### Required tasks
1. Translate this sentence from the Dhamma talk into Spanish: "Don't let prejudice get in the way."
2. Retype everything in the Dhamma talk from "That's enough explanation" down to "with well being.".

### Selection
These are things we can know. We have to study and practice so
that we can know all four of these mental aggregates in line
with their true nature. Each of these aggregates covers a lot of
aspects. For instance, physical form: yankinci rupam
atitanagata-paccuppannam ajjhattam va bahiddha va there
are all kinds of forms that can fool and delude us: internal and
external; blatant and subtle; past, present, and future. But
when insight arises in full strength, it'll show us the way to
see without much difficulty. All that's needed is that you first
start with the basic meditation themes, such as the hair of the
head, and see them clearly in line with their nature. Then
discernment will gradually arise.
Do you understand this? You can say that the Dhamma is
subtle, but you can also say that it's right here within us,
within our own bodies. All the things I've discussed here: when
you haven't yet put them into practice but would like to see
these truths, you shouldn't let mindfulness wander outside the
body. Contemplate things in line with their true nature. Don't
let prejudice get in the way. Remind yourself that this is the
Dhamma.
That's enough explanation for now. When you study things but
don't put them into practice, your knowledge doesn't get you
anywhere. So now that you know the path, I'd like you to focus
your intention on practicing a lot. I'll ask to stop here so
that you can put your knowledge into practice and benefit from
it.
May you all meet with well being.
"This Body of Mine"
When meditators' minds have reached genuine happiness in the
Dhamma through their mindfulness and discernment, clearly seeing the
four noble truths, none of them not one will revert to
looking for happiness in the world or in material things. That's
because happiness in the Dhamma is a lasting happiness: solid,
refined, and genuinely pure. If you compare worldly happiness with
the happiness of the Dhamma, you'll see that there's not even the
least real happiness to it. It offers nothing but stress, nothing
but drawbacks. So why do we think it's happiness? Because we're
burning with pain. We look to worldly happiness and pleasures to
relieve the pain, which then goes away for a while but then comes
back again.

### Collected data
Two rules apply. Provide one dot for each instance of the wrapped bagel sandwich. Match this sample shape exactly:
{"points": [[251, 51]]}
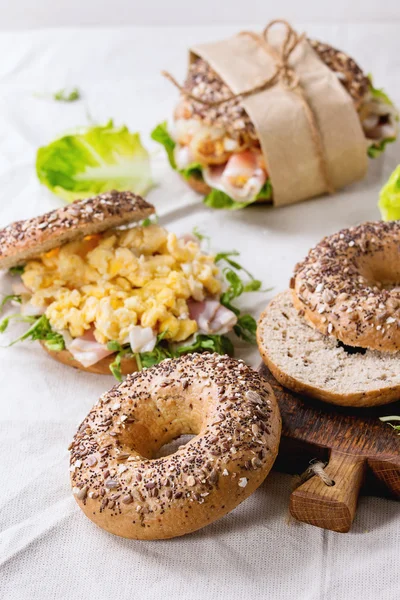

### Task-by-task results
1. No dejes que los prejuicios se interpongan.

2.
That's enough explanation for now. When you study things but
don't put them into practice, your knowledge doesn't get you
anywhere. So now that you know the path, I'd like you to focus
your intention on practicing a lot. I'll ask to stop here so
that you can put your knowledge into practice and benefit from
it.
May you all meet with well being.